* What is being asked *
Rewrite the stretch of data from its start through the line containing "[435,366,462,406]", swapping "bronze" for "brass" and changing nothing else. Omit the picture from your answer.

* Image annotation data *
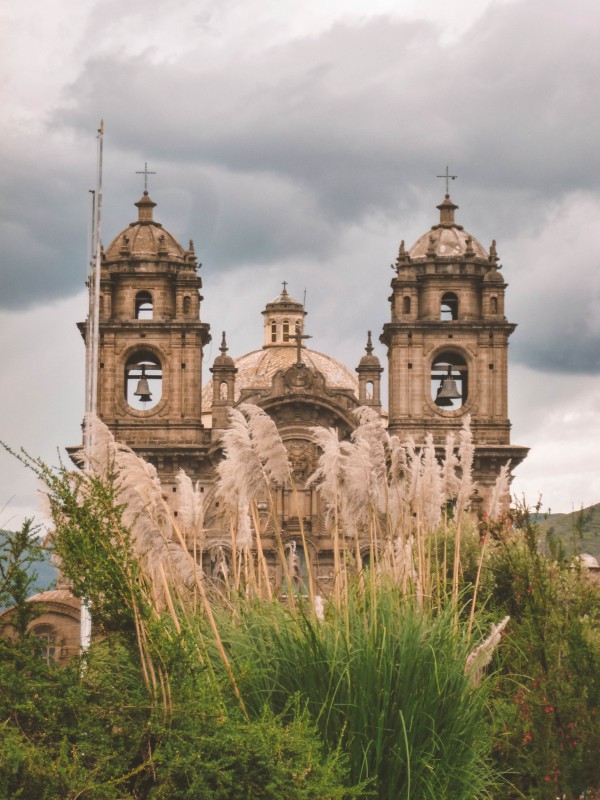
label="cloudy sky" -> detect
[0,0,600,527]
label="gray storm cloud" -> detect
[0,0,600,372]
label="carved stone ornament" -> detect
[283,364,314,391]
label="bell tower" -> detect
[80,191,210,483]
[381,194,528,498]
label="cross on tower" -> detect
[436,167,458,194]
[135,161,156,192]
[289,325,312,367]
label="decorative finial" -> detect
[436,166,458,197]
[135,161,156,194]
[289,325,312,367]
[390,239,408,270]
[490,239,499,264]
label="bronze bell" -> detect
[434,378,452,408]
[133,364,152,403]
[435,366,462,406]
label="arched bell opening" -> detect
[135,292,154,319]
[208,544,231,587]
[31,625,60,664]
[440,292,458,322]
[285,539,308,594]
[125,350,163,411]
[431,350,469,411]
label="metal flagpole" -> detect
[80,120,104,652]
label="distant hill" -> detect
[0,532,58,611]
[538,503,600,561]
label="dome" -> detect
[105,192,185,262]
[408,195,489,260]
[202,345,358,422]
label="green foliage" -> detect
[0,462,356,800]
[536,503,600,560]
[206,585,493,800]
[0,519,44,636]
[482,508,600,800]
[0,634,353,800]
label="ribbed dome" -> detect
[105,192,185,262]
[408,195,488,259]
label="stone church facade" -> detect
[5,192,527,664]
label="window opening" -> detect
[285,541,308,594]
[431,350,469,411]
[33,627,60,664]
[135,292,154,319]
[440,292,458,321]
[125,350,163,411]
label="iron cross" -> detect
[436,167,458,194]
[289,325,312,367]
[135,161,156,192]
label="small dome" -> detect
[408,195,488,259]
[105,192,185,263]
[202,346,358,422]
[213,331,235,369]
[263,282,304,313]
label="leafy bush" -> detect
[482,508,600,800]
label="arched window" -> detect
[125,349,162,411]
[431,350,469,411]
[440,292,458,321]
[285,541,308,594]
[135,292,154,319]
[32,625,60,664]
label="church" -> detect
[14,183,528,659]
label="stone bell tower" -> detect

* Output *
label="cloudy sky" -> detect
[0,0,600,527]
label="gray storm cloud" -> detect
[0,0,600,372]
label="carved stone ornament" -> detect
[283,364,314,391]
label="bell tower" -> detect
[80,191,210,483]
[381,194,528,498]
label="cross on tower" -> detect
[436,167,458,194]
[135,161,156,192]
[289,325,312,367]
label="decorative finial" -> detect
[436,166,458,197]
[135,161,156,194]
[289,325,312,367]
[390,239,408,270]
[490,239,499,264]
label="brass bell" -> detect
[434,378,452,408]
[133,364,152,403]
[435,366,462,406]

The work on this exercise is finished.